• **Instructions to follow**: Set out every item below as a numbered list, omitting blank lines and leaving the pictures out of your answer.

• **Materials provided**:
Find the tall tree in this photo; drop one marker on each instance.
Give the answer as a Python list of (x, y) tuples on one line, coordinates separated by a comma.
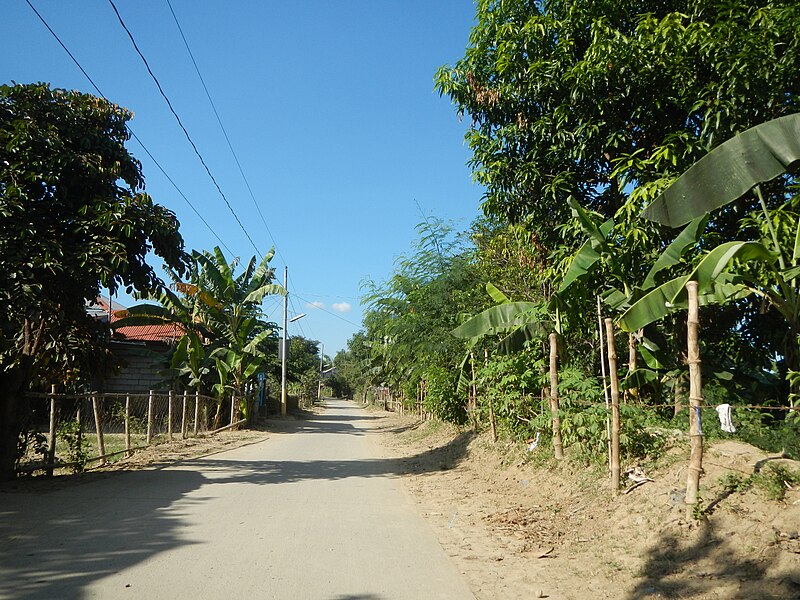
[(73, 219), (592, 98)]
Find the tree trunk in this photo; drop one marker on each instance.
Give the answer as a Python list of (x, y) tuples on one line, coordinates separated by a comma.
[(612, 371), (557, 446), (12, 414), (631, 394), (695, 400)]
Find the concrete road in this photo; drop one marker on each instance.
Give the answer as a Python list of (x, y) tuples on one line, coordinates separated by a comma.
[(313, 513)]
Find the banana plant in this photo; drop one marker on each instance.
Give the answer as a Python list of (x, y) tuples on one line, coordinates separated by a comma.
[(221, 315), (729, 172), (725, 175)]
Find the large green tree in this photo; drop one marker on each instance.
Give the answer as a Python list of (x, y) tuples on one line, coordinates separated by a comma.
[(591, 98), (73, 219)]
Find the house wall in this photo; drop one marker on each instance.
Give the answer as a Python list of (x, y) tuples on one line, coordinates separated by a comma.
[(140, 372)]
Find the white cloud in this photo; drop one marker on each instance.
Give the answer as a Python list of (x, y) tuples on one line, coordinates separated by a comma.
[(341, 306)]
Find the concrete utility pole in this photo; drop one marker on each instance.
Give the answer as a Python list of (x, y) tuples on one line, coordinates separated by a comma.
[(321, 359), (283, 341)]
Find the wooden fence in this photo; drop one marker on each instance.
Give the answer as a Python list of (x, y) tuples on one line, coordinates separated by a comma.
[(98, 427)]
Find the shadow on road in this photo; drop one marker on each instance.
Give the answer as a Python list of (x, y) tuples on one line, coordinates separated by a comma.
[(54, 544), (56, 541)]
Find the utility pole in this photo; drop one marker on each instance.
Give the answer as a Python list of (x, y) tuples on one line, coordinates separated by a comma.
[(284, 347), (321, 358)]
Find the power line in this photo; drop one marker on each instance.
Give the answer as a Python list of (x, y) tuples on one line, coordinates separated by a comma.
[(341, 318), (180, 123), (133, 134), (222, 127)]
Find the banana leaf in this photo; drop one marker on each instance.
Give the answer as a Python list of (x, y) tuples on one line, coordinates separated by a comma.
[(725, 174), (496, 294), (672, 255), (496, 319), (712, 288)]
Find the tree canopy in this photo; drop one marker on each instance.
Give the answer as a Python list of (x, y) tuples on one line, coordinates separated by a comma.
[(73, 219), (594, 98)]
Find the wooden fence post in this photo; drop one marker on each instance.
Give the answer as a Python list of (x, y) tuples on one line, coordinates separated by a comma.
[(695, 400), (612, 372), (98, 425), (150, 417), (184, 414), (51, 440), (128, 452), (169, 416), (196, 411), (557, 446), (605, 380), (492, 423)]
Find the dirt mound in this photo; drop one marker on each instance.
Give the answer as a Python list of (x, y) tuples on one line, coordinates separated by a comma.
[(521, 526)]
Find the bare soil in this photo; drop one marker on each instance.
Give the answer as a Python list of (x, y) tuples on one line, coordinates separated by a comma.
[(520, 525)]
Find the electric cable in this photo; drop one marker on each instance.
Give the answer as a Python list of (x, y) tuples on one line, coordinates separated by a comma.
[(341, 318), (224, 131), (183, 128), (130, 130)]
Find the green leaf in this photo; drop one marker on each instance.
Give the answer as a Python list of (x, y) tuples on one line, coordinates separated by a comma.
[(587, 256), (662, 300), (729, 171), (638, 378), (496, 294), (496, 319), (690, 236)]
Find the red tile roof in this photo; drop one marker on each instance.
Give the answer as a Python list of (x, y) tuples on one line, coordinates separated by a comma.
[(168, 332)]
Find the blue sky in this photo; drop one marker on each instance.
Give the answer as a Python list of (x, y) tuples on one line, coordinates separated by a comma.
[(329, 106)]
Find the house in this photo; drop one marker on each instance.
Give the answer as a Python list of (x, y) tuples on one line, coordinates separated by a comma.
[(143, 351)]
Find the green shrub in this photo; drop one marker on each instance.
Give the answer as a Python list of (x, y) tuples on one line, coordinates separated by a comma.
[(441, 399)]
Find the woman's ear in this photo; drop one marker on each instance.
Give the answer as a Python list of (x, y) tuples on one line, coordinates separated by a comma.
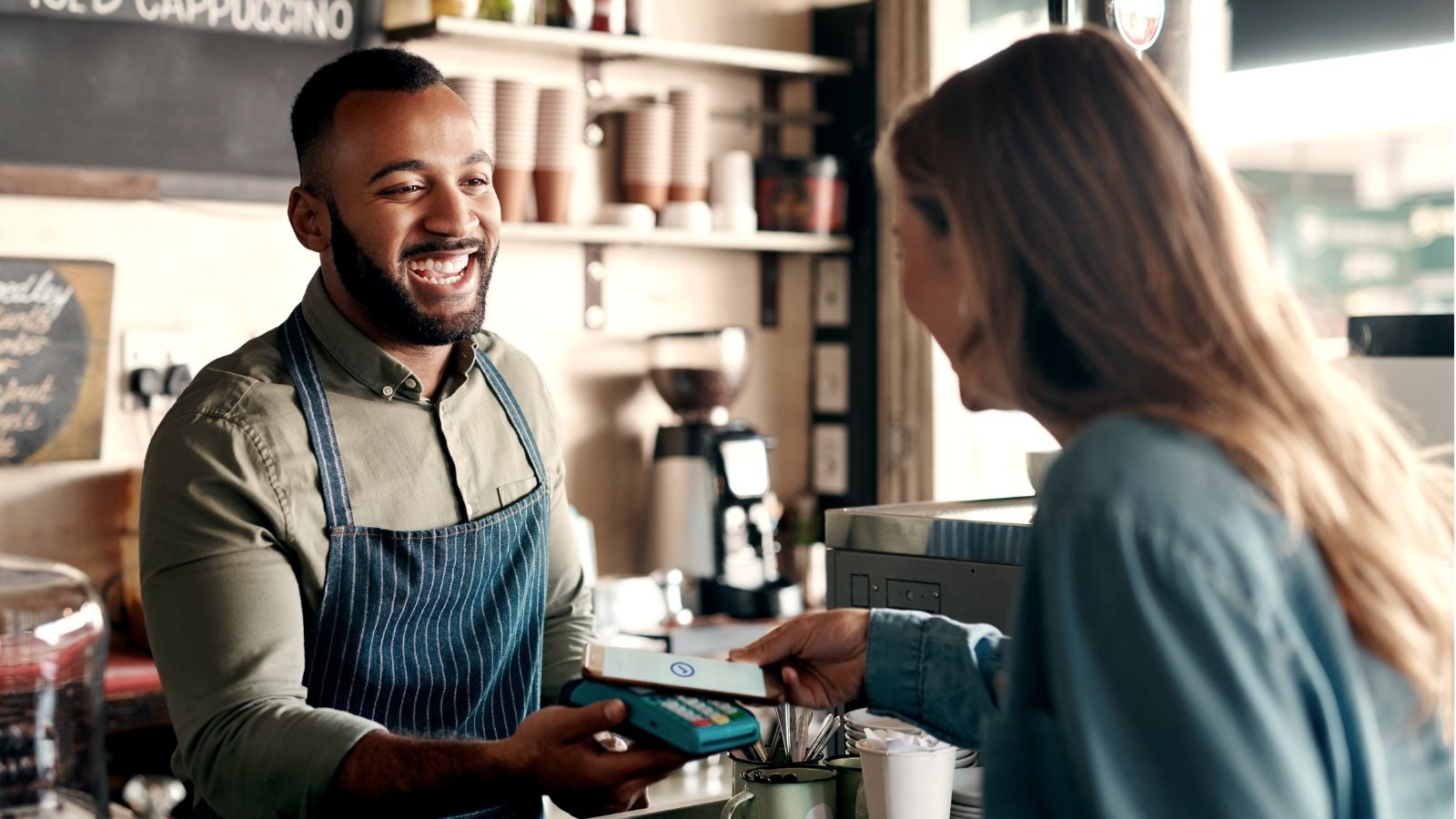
[(309, 217)]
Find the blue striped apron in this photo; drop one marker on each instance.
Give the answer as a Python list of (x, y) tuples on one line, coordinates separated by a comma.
[(430, 632)]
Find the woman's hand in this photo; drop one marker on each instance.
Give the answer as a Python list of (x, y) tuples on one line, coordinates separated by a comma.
[(820, 656)]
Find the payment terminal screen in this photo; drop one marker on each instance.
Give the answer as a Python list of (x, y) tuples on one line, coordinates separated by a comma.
[(676, 671)]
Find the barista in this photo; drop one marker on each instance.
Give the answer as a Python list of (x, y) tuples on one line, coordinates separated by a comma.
[(357, 562)]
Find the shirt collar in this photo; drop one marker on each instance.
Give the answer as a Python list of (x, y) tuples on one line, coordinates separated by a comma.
[(360, 358)]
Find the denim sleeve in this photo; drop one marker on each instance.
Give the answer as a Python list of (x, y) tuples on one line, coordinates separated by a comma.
[(1172, 685), (934, 672)]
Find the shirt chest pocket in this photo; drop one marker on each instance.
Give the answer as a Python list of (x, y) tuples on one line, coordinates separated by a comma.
[(514, 491)]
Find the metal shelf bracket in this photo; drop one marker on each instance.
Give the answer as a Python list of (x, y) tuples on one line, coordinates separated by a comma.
[(593, 315)]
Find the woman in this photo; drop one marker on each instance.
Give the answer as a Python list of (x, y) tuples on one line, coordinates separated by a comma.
[(1238, 599)]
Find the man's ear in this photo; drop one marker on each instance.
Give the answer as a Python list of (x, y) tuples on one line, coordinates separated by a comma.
[(309, 217)]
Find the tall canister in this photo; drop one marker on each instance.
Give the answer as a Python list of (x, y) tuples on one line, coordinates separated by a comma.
[(53, 659)]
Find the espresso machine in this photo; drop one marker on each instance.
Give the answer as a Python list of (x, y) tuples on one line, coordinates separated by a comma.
[(711, 511)]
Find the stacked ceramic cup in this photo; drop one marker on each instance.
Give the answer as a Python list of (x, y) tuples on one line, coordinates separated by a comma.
[(859, 720), (516, 104), (561, 116), (647, 153), (689, 143), (480, 96)]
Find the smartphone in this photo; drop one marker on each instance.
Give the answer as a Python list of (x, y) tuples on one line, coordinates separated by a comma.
[(679, 672)]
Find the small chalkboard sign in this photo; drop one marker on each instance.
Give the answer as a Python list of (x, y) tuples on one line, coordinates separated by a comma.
[(55, 325)]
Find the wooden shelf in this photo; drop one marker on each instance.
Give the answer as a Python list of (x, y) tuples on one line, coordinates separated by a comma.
[(762, 241), (616, 47)]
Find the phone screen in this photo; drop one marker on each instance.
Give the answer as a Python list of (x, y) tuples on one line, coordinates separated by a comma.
[(677, 671)]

• **Task result**:
1. Find the tall tree in this photo; drop one marker on each instance.
2. Give the answer as a Python list of (x, y) tuples on one line, coordinates separated by a comma.
3. [(73, 219), (592, 98)]
4. Find the tree trunk in this photo; drop one marker on each instance.
5. Give the answer as a Python list of (x, y) tuples on one line, coordinates separated by a comma.
6. [(612, 371), (557, 446), (12, 414), (631, 394), (695, 400)]
7. Find the concrete road in this photo; drop one marker on each instance.
8. Give the answer as a Python list of (x, y) tuples on one line, coordinates separated by a comma.
9. [(313, 513)]
10. Find the banana plant in this photo; drop one marker on each instance.
11. Give the answer as a Python list of (x, y) tuples on one line, coordinates separated by a comma.
12. [(221, 315), (729, 172), (725, 175)]
13. Find the large green tree in this photo; drop one marker on each instance.
14. Give the answer as a Python list of (x, y) tuples on one line, coordinates separated by a comma.
15. [(591, 98), (73, 219)]
16. Find the house wall in this photo; drop one marker on each instance.
17. Give the answer as a Python list of (x, y) tuples on one line, coordinates separated by a comma.
18. [(140, 372)]
19. Find the white cloud in this photo; drop one marker on each instance.
20. Give the answer as a Python list of (x, y) tuples on one line, coordinates separated by a comma.
21. [(341, 306)]
22. Find the concrete utility pole in this photo; drop one marker on each instance.
23. Give the answer as a Python list of (x, y) tuples on one line, coordinates separated by a comma.
24. [(321, 359), (283, 341)]
25. Find the wooden fence in this photo; drop one marker on each instance.
26. Give the answer as a Python list of (x, y) tuples on one line, coordinates separated by a comma.
27. [(98, 427)]
28. Find the shadow on road in this photo; drop one marker on each instance.
29. Give the answer as a Python list of (x, y) tuples on one line, coordinates separated by a comma.
30. [(54, 544), (56, 541)]
31. Find the utility pole in this photo; drop one marker on each instance.
32. Give the answer as a Python list of (x, y) tuples on one line, coordinates separated by a comma.
33. [(284, 347), (321, 358)]
34. Find the power line in this photo; drop one marker on each instance.
35. Give the answer as a Python list of (x, y) tuples on one line, coordinates separated by a comma.
36. [(341, 318), (180, 123), (133, 134), (222, 127)]
37. Find the banana leaf in this photo; drop one marker on each instance.
38. Give the answer as a Python list of (x, y) tuples on one line, coordinates separated by a comma.
39. [(725, 174), (496, 294), (672, 255), (496, 319), (712, 288)]
40. Find the tree canopy in this photo; drop one marker on each instance.
41. Give the answer as a Python list of (x, y) tuples on one line, coordinates separated by a comma.
42. [(73, 219), (594, 98)]
43. Find the wooden fence post in this photo; drop one marker on each instance.
44. Give the answer as a Python list of (x, y) tuples on one line, coordinates separated by a comma.
45. [(695, 400), (612, 372), (98, 425), (150, 417), (184, 414), (51, 440), (128, 452), (169, 416), (196, 411), (557, 446), (605, 380), (492, 423)]
46. Find the dirt mound in this photo; drop one marker on each instance.
47. Give the answer as a Python list of (x, y) tuples on one line, coordinates separated by a comma.
48. [(521, 526)]
49. Find the bare soil in this photo; drop one marker on each instance.
50. Give the answer as a Python list of (x, y) tuples on one line, coordinates separated by a comma.
51. [(520, 525)]
52. Find the electric cable in this photo; drop one marker on each instance.
53. Give the answer as a Python list of (x, y) tuples on one line, coordinates separated by a comma.
54. [(341, 318), (224, 131), (183, 128), (130, 130)]
55. Find the green leaf in this photo; drop one marker on each instance.
56. Give the answer as a Python list of (x, y) tuples on one line, coordinates separated by a comma.
57. [(587, 256), (662, 300), (729, 171), (638, 378), (496, 294), (496, 319), (690, 236)]
58. Find the red tile roof in this photo; drop one marker on each instance.
59. Give the answer as a Python list of (x, y) tuples on one line, coordinates separated by a comma.
60. [(168, 332)]
61. Find the blue sky in this photo; drop one marker on each instance.
62. Give the answer as a Python list of (x, y) tuples on one line, coordinates separated by a comma.
63. [(329, 106)]
64. Find the house in this photo; drop one marker on each instance.
65. Give the answer as a Python list of (x, y) tuples on one line, coordinates separated by a comma.
66. [(143, 351)]
67. Find the green shrub in this photo; drop one marker on each instance.
68. Give the answer as a Python list of (x, y) tuples on one line, coordinates separated by a comma.
69. [(441, 399)]
70. Find the woman's ear in this photo; drop one marker on each instance.
71. Give the answer as a Python list of (x, y) tuples on one line, coordinates separated by a comma.
72. [(309, 217)]
73. Find the blue striped apron in this photo; drop one marker on each instance.
74. Give the answer as a Python list of (x, y) tuples on one line, coordinates separated by a comma.
75. [(430, 632)]
76. Find the woman's hand in this photo; drop one marker on each instance.
77. Give the answer as a Python list of (x, y) tuples on one line, coordinates separated by a comma.
78. [(820, 656)]
79. Find the payment terminal screen in this photo; drop one marker on each instance.
80. Give the answer as a Python list of (x, y) tuples on one line, coordinates separated by a comma.
81. [(676, 671)]
82. Find the barista in this photo; drop one marker on each instance.
83. Give the answer as a Python list of (x, y) tuples on one line, coordinates separated by a comma.
84. [(357, 562)]
85. Find the shirt collar in this photo; drop one marker on each instance.
86. Give the answer as a Python list of (x, y) tuples on one line, coordinates separated by a comma.
87. [(360, 358)]
88. Find the denim sleeve in this photo; drop one marker on each instance.
89. Give the answer as a Python list of (x, y) tuples on one line, coordinates separated by a comma.
90. [(1172, 685), (934, 672)]
91. Find the shirt chest pocket in this photo; drop one marker on each instance.
92. Give the answer as a Python list of (x, y) tuples on one line, coordinates separated by a comma.
93. [(514, 491)]
94. Find the metal shelf bracket in this photo; drop one marker on each instance.
95. Give the answer as a Python list of (x, y) tuples on one line, coordinates separated by a comma.
96. [(593, 315)]
97. Find the woman in this photo; drop one marker on each instance.
98. Give the answer as a Python list of (x, y) tuples on one line, coordinates separated by a comma.
99. [(1238, 599)]
100. Find the man's ear in this photo; drop one marker on each instance.
101. Give the answer as a Python list of (x, y) tuples on one line, coordinates separated by a comma.
102. [(309, 217)]
103. Find the tall canister in this photo; drop one marker on each instance.
104. Give the answer as a Python list of (x, y) tuples on one line, coordinates separated by a comma.
105. [(53, 659)]
106. Find the espresso machine in this photo; drop one marker on each instance.
107. Give the answer as a Python list of (x, y) tuples on one line, coordinates separated by a comma.
108. [(711, 511)]
109. Find the stacked ceramic cup in this photo; drop one marker on each instance.
110. Give the answer as a Python list of (x, y) tuples on one line, coordinates separated by a comma.
111. [(859, 720), (516, 104), (561, 116), (647, 153), (689, 143), (480, 96)]
112. Find the smartphone in this photo; drop one marker on each instance.
113. Give the answer as a Python list of (x, y) tuples on one line, coordinates separated by a comma.
114. [(679, 672)]
115. Find the small chalkboard sign in this photo; drop one marker on each instance.
116. Give the answer as a Python list of (x, y) tuples on one line, coordinates separated by a comma.
117. [(55, 325)]
118. Find the wooden shelf in this photo; drop one marker on each instance.
119. Give the answer as a Python list of (x, y) tuples on one line, coordinates separated by a comma.
120. [(762, 241), (616, 47)]
121. Find the phone screen in this photo; drop one marker on each instance.
122. Give the answer as a Python list of (x, y) tuples on one line, coordinates separated by a comma.
123. [(677, 671)]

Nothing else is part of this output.